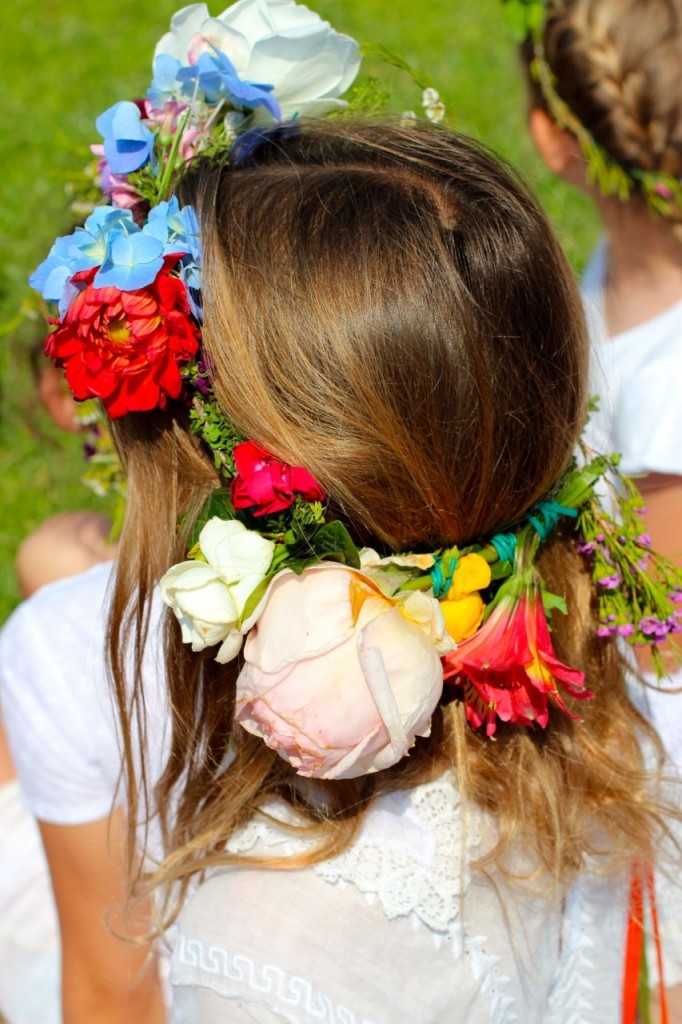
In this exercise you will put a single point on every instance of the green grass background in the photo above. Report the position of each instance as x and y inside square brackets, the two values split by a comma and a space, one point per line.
[65, 62]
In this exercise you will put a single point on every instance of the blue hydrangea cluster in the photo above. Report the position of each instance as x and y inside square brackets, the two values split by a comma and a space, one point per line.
[129, 257]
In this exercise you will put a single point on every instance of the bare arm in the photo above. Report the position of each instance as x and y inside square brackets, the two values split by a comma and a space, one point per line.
[105, 980]
[663, 496]
[674, 1006]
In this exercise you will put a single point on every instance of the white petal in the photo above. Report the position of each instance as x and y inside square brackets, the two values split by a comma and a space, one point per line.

○ ○ ○ ○

● WRITTEN TASK
Each line of the data should be quoted exactly, with pictures left out.

● RESULT OF THE EXERCISE
In this exercise you will put a single point on every instance of the green grass background in the photo above. Report the position of each instance as x and y inside square brackets, the two values split by a comma and a space, one point per line.
[65, 62]
In this exercise you will put a single point on every instance of the blue hydrangea cluster in the photo above. Report the position of each instance as x and y inside square brackets, the two values split by a comma and a space, one point per line.
[129, 257]
In this exercise you will put a single point on every instance of the bare arm in the photo above. Report the position of each instance as x and y inside square brackets, the two values split by a comma and a space, one point per line.
[105, 980]
[663, 496]
[674, 1006]
In this exercise you will put a single point on every instance of the white petal in the photo above. Report the position of each instance as x and y inside square brackets, the two values split by a comma and a space, one point per line.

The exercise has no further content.